Selected excerpt:
= = = = = = =

If `x =cos^3 theta and y = sin^3 theta ,` then `1+((dy)/(dx))^(2)` is equal to

To solve the problem, we need to find the value of \( 1 + \left( \frac{dy}{dx} \right)^2 \) given \( x = \cos^3 \theta \) and \( y = \sin^3 \theta \). ### Step-by-Step Solution: 1. **Differentiate \( x \) with respect to \( \theta \)**: \[ x = \cos^3 \theta \] Using the chain rule: \[ \frac{dx}{d\theta} = 3 \cos^2 \theta (-\sin \theta) = -3 \cos^2 \theta \sin \theta \] 2. **Differentiate \( y \) with respect to \( \theta \)**: \[ y = \sin^3 \theta \] Again, using the chain rule: \[ \frac{dy}{d\theta} = 3 \sin^2 \theta \cos \theta \] 3. **Find \( \frac{dy}{dx} \)**: Using the relationship \( \frac{dy}{dx} = \frac{dy/d\theta}{dx/d\theta} \): \[ \frac{dy}{dx} = \frac{3 \sin^2 \theta \cos \theta}{-3 \cos^2 \theta \sin \theta} \] Simplifying this expression: \[ \frac{dy}{dx} = \frac{\sin \theta}{-\cos \theta} = -\tan \theta \] 4. **Calculate \( 1 + \left( \frac{dy}{dx} \right)^2 \)**: \[ 1 + \left( \frac{dy}{dx} \right)^2 = 1 + (-\tan \theta)^2 \] This simplifies to: \[ 1 + \tan^2 \theta \] 5. **Use the Pythagorean identity**: We know from trigonometric identities that: \[ 1 + \tan^2 \theta = \sec^2 \theta \] Thus, the final result is: \[ 1 + \left( \frac{dy}{dx} \right)^2 = \sec^2 \theta \] ### Final Answer: \[ 1 + \left( \frac{dy}{dx} \right)^2 = \sec^2 \theta \]

= = = = = = =

Stated goal 1:
Reproduce the entries starting at their first line and ending at the line that contains "x=319 y=290", both ends included. Keep the requests as they are, and raise every coordinate in the answers by 64.

Data extract:
= = = = = = =

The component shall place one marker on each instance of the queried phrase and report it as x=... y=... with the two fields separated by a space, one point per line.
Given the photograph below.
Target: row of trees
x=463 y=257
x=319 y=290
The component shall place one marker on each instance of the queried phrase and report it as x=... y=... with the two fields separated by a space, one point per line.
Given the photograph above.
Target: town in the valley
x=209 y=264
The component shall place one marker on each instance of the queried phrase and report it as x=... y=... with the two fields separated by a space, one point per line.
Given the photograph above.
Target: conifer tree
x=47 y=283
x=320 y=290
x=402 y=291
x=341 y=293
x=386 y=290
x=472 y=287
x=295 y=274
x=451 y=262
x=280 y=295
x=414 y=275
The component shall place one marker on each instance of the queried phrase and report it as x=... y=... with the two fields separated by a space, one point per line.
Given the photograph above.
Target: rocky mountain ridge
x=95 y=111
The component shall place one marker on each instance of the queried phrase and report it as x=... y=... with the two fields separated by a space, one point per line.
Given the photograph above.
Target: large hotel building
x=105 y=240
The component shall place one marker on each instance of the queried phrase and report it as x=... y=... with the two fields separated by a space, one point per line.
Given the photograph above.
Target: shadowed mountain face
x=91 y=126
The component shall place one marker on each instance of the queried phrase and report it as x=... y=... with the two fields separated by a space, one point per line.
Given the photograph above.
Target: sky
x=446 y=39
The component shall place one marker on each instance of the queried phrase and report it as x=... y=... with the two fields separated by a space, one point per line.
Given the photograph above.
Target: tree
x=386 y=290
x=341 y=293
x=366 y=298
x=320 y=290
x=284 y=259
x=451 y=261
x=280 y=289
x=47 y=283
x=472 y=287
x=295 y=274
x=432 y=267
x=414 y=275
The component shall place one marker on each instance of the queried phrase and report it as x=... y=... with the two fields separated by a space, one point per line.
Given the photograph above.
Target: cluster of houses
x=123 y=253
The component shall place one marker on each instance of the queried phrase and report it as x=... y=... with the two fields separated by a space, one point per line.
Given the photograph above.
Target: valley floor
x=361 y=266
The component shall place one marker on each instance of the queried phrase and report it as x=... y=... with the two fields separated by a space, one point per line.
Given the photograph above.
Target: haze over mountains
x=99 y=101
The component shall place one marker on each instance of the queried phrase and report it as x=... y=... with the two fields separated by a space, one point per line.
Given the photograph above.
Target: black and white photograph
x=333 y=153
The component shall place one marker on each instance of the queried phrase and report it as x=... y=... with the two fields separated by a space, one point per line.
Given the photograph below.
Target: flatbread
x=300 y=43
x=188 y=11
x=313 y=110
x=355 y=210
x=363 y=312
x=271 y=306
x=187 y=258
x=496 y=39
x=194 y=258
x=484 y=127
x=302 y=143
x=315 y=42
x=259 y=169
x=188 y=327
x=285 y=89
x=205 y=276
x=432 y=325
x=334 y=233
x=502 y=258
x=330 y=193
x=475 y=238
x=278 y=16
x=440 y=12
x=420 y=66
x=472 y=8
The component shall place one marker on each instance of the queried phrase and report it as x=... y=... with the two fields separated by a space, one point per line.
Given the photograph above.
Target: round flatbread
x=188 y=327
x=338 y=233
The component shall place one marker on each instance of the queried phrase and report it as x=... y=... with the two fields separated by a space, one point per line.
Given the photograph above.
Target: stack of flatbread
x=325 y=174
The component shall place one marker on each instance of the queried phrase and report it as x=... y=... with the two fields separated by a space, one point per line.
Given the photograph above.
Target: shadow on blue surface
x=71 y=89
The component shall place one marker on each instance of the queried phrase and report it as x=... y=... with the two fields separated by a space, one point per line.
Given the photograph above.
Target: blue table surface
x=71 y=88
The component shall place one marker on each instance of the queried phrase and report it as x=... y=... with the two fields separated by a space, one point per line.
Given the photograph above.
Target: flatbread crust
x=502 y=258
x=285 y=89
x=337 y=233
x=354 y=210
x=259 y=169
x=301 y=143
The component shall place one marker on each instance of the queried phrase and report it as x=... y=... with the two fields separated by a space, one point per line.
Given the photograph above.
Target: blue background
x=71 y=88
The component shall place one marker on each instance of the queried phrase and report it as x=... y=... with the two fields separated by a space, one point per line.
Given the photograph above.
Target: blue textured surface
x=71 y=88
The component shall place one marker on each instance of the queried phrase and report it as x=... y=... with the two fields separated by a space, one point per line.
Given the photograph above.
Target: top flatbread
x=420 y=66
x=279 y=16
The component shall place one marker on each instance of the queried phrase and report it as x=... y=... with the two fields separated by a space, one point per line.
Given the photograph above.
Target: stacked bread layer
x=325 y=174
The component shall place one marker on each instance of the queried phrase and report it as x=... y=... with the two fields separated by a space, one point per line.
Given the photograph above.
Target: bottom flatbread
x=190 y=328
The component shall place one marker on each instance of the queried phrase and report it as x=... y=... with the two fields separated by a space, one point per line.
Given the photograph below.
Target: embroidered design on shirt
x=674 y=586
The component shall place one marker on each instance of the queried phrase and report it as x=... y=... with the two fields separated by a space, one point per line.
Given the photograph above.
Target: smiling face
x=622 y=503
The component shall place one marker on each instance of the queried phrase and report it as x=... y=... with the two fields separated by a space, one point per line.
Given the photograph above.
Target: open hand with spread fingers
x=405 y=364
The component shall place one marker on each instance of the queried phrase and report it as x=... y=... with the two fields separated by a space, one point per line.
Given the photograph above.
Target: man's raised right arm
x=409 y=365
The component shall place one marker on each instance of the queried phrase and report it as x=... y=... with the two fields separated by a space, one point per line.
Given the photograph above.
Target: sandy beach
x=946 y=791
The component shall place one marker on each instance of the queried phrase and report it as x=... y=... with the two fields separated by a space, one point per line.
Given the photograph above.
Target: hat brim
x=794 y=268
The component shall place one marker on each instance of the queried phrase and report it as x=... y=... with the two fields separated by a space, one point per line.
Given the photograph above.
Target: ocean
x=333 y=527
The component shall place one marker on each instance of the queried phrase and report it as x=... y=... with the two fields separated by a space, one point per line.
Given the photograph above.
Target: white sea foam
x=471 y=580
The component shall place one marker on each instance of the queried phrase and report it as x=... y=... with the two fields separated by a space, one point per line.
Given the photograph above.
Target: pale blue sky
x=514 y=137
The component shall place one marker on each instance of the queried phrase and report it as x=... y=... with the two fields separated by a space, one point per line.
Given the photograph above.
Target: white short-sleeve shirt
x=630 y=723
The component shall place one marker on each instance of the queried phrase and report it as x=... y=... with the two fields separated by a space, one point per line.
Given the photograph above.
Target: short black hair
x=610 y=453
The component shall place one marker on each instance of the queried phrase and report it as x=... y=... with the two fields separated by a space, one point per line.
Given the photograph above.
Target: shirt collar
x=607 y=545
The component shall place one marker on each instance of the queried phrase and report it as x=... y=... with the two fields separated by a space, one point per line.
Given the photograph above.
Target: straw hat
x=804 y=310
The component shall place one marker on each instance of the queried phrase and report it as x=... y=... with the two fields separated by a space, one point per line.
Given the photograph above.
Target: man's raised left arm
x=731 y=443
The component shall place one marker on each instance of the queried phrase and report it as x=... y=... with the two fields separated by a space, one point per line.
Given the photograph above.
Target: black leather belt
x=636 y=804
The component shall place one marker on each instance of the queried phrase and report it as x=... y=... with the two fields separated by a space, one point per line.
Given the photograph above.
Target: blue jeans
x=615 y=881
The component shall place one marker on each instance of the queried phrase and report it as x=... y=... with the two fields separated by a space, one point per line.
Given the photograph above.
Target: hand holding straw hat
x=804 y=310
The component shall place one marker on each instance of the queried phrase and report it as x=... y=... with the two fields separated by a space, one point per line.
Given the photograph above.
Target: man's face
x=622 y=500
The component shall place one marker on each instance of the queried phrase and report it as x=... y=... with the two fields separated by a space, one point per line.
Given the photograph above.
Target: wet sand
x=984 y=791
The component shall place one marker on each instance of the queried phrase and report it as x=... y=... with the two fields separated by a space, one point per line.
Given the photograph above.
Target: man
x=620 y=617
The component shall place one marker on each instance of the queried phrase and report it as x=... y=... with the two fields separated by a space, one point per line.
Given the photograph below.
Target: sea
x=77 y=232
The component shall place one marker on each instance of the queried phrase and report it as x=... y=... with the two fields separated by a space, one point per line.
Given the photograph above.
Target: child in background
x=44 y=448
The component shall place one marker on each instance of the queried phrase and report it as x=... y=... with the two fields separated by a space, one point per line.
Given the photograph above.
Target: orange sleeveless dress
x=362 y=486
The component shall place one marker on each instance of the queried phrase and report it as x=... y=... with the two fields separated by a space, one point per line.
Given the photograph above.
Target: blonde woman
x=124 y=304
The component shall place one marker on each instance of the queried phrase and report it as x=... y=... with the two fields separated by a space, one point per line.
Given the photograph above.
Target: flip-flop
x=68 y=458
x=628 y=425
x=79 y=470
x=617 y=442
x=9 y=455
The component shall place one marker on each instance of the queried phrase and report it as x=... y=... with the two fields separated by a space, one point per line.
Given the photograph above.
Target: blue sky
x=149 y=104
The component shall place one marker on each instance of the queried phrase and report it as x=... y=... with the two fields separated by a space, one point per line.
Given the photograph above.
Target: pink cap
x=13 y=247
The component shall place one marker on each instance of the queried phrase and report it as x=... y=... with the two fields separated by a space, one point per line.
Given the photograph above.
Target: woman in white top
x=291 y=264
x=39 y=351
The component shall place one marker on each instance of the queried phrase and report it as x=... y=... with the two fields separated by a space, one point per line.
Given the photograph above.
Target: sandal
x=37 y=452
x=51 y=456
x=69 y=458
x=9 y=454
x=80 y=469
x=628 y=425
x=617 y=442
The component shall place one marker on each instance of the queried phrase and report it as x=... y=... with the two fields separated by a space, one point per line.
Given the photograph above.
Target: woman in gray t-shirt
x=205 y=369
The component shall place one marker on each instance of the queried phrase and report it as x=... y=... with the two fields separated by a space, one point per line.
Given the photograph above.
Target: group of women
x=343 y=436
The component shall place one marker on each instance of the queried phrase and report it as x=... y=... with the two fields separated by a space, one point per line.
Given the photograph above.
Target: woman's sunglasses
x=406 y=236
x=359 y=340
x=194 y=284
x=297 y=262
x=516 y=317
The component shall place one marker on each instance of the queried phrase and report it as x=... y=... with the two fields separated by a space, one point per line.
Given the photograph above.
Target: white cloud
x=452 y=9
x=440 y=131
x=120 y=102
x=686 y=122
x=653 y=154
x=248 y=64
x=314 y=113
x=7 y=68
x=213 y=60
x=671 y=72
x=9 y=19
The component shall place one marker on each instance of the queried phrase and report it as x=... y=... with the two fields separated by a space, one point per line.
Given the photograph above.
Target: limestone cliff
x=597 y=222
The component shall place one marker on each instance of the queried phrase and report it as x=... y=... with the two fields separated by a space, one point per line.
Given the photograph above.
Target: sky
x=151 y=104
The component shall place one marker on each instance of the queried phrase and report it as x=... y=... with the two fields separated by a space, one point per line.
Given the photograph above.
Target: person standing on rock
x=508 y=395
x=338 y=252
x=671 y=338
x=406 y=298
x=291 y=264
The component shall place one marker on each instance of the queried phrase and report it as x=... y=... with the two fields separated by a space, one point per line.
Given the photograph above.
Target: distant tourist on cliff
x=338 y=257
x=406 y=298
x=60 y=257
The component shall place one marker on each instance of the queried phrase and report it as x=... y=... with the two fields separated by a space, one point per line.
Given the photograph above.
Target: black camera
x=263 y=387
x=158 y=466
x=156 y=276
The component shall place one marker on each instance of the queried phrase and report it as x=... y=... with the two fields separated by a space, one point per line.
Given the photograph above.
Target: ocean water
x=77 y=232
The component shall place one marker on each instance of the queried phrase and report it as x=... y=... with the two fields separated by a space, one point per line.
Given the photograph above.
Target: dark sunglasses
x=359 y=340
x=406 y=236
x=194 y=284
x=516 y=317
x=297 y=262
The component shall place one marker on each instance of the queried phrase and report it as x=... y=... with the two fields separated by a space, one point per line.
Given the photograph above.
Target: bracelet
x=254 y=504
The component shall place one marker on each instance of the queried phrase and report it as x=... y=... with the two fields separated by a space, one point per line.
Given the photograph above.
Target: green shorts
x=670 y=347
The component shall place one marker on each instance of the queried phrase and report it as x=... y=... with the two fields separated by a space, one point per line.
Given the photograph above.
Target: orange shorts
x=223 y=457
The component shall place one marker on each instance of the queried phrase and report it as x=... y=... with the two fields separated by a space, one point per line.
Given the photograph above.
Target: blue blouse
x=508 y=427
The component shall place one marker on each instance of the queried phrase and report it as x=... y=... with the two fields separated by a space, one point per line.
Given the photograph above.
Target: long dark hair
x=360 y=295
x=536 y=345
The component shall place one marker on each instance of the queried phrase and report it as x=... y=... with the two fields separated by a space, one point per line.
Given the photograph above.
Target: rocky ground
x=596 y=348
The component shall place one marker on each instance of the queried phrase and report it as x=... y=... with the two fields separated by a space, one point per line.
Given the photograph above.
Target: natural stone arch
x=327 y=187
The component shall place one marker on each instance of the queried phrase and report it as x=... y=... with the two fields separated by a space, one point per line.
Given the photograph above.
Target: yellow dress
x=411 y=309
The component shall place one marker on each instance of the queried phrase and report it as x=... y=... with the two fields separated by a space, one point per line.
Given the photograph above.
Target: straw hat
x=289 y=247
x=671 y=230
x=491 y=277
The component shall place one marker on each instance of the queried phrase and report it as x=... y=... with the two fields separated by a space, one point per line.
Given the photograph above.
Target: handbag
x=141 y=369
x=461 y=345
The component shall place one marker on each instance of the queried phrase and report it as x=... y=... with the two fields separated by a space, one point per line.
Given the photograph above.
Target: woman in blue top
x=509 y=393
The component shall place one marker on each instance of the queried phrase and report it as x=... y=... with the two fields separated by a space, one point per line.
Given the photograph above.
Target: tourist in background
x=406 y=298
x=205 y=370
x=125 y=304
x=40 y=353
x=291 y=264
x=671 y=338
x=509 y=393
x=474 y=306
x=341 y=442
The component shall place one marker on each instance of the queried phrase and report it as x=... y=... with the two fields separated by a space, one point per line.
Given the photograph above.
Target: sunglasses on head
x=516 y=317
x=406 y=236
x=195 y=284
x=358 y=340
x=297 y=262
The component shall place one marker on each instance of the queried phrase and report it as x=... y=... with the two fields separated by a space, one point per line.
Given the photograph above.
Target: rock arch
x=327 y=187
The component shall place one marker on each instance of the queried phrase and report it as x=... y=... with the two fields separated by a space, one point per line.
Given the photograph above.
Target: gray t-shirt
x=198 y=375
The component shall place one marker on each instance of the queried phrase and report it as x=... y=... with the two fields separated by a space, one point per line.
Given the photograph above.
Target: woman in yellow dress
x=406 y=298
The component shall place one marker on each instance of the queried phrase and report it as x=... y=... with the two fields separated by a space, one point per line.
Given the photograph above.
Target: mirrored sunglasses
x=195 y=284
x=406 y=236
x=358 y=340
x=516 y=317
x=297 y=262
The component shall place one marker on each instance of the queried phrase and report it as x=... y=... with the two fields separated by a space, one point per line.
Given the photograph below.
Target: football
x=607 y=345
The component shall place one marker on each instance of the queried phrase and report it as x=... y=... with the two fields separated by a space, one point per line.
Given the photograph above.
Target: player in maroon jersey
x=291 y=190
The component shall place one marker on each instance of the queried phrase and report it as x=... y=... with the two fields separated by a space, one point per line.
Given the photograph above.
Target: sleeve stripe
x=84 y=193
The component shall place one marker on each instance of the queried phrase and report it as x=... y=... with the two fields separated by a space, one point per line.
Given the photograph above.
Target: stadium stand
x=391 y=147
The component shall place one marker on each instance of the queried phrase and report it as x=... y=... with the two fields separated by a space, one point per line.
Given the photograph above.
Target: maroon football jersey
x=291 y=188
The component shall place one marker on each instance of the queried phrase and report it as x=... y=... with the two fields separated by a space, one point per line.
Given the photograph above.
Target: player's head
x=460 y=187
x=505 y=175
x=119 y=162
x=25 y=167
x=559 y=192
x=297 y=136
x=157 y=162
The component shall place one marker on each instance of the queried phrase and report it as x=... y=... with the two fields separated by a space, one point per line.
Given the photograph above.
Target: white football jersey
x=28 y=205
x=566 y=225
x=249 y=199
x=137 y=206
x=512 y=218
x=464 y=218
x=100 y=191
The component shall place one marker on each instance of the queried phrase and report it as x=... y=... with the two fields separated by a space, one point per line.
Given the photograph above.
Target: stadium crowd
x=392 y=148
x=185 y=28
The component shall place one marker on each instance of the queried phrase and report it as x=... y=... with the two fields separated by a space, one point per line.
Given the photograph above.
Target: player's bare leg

= = = = = = =

Stated goal 2:
Translate this sentence from the calculus solution into Spanish: "To solve the problem, we need to find the value of \( 1 + \left( \frac{dy}{dx} \right)^2 \) given \( x = \cos^3 \theta \) and \( y = \sin^3 \theta \)."

Exercise output 1:
The component shall place one marker on each instance of the queried phrase and report it as x=... y=... with the two fields separated by a space, one point per line.
Given the photograph below.
Target: row of trees
x=527 y=321
x=383 y=354

Exercise output 2:
Para resolver el problema, necesitamos hallar el valor de \( 1 + \left( \frac{dy}{dx} \right)^2 \) dados \( x = \cos^3 \theta \) y \( y = \sin^3 \theta \).